→ **Dataset extract**:
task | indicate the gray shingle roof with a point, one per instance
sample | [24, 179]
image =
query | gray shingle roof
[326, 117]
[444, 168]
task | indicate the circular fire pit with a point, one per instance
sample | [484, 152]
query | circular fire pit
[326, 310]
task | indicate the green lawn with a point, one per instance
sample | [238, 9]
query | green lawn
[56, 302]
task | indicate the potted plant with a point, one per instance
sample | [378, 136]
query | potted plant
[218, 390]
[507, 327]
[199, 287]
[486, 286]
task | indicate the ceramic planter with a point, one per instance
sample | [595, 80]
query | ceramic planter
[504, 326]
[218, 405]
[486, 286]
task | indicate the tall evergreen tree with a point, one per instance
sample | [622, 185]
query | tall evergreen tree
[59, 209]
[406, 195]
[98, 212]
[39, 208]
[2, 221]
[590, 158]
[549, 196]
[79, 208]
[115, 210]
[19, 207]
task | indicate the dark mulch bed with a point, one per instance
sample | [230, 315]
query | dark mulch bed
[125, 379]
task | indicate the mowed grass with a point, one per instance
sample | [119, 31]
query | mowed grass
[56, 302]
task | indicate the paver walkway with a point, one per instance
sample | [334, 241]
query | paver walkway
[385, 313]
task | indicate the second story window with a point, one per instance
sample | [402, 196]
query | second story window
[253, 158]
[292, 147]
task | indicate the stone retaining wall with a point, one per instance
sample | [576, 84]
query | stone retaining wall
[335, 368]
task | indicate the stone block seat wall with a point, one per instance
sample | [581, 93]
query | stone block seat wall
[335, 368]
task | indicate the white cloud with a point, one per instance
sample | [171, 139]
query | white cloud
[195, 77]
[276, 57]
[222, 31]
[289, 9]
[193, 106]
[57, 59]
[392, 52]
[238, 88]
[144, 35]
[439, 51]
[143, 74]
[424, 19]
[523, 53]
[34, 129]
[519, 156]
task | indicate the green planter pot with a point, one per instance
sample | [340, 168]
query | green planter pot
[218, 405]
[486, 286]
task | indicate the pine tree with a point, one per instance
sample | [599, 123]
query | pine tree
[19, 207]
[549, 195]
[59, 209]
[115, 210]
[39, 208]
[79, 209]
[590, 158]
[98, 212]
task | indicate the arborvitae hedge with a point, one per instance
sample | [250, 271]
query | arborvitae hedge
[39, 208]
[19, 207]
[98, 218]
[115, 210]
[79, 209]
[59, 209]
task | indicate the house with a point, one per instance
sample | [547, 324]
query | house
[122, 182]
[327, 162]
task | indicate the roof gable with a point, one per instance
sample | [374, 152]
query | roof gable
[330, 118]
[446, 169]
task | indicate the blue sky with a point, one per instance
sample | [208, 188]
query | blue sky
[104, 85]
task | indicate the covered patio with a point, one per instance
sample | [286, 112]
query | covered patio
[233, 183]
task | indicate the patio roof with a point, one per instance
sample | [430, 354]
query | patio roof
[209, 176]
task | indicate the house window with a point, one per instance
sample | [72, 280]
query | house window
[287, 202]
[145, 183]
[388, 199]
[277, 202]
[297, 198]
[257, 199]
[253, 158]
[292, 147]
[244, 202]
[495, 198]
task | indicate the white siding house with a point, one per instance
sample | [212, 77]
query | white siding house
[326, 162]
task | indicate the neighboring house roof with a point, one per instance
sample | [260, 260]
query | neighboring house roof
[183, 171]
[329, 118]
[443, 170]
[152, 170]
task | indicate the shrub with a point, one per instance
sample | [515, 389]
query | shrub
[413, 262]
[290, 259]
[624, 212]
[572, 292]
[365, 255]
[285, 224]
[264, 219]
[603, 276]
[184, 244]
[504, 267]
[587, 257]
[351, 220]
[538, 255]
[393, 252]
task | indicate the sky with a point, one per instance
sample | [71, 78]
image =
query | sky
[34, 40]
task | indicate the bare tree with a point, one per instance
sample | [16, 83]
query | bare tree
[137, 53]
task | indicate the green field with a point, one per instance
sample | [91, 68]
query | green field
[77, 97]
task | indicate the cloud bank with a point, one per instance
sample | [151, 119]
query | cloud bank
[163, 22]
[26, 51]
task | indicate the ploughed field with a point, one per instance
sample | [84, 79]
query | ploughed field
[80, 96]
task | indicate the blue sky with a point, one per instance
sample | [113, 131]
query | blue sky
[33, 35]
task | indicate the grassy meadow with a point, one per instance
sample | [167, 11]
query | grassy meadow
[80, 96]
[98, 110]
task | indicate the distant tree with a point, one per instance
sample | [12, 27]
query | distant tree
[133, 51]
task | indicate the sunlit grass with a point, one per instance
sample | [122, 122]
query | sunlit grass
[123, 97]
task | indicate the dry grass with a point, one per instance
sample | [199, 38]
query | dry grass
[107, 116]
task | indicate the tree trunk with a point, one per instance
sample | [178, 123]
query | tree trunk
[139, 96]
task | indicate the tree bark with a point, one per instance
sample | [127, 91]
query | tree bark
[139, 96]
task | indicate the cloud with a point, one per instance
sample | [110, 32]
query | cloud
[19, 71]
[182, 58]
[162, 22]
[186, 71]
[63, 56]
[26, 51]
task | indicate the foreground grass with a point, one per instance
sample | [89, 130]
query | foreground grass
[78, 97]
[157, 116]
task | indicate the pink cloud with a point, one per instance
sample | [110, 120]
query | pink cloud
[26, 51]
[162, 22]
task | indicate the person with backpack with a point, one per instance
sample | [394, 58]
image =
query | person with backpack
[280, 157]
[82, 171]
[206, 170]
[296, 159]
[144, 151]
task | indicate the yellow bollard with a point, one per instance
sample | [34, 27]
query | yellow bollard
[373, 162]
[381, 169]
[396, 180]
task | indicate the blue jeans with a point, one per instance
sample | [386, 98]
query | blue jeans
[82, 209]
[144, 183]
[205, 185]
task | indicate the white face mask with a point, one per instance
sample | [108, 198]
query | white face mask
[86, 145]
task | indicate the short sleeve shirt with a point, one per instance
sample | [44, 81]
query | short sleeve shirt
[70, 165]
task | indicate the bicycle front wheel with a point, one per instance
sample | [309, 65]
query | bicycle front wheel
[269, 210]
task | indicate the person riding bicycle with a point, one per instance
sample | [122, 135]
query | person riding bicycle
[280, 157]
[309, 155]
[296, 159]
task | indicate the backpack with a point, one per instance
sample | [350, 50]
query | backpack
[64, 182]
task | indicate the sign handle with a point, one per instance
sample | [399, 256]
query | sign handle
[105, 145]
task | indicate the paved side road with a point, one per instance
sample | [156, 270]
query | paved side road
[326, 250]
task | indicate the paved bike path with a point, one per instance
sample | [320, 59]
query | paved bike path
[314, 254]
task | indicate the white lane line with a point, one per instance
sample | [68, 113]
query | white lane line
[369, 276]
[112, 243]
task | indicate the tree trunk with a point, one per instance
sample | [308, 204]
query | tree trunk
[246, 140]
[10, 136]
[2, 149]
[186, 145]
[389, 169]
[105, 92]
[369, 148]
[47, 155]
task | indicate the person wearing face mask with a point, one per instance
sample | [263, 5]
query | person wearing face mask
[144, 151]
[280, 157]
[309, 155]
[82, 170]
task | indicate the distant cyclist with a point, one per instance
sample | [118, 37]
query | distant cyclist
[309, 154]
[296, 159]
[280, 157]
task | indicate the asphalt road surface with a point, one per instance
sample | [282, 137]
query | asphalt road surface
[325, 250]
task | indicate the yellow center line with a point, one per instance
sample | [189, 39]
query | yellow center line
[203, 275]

→ **Request**:
Can you quote exactly the lines from the one containing "task | indicate the person riding" through the last line of the records above, and nothing else?

→ **Answer to the problem**:
task | indicate the person riding bicycle with a point, one per instance
sample | [122, 135]
query | person riding bicycle
[280, 157]
[309, 155]
[296, 159]
task | indicate the backpack with a point, one per instance
sample | [350, 50]
query | backpack
[64, 182]
task | indicate the sign handle with a point, one per instance
sample | [399, 256]
query | sign handle
[105, 145]
task | indicate the paved side road with a point, one per instance
sample | [156, 270]
query | paved side road
[326, 250]
task | indicate the paved bike path with a point, one per instance
sample | [320, 59]
query | paved bike path
[314, 254]
task | indicate the white lane line with a point, one per instance
sample | [68, 113]
query | white lane line
[369, 276]
[112, 243]
task | indicate the tree trunk with a point, one per instance
sample | [308, 204]
query | tree trunk
[246, 140]
[10, 136]
[2, 149]
[186, 145]
[389, 169]
[105, 92]
[369, 148]
[47, 155]
task | indicate the person wearing face mask with a point, one per instance
sample | [263, 5]
query | person wearing face mask
[144, 151]
[280, 157]
[309, 155]
[82, 170]
task | indicate the distant cyclist with a point, one per instance
sample | [118, 37]
query | distant cyclist
[309, 154]
[296, 159]
[280, 157]
task | indicate the asphalt road surface with a point, one per instance
sample | [282, 137]
query | asphalt road surface
[325, 250]
task | indicate the yellow center line with a point, one per instance
sample | [189, 39]
query | yellow center line
[203, 275]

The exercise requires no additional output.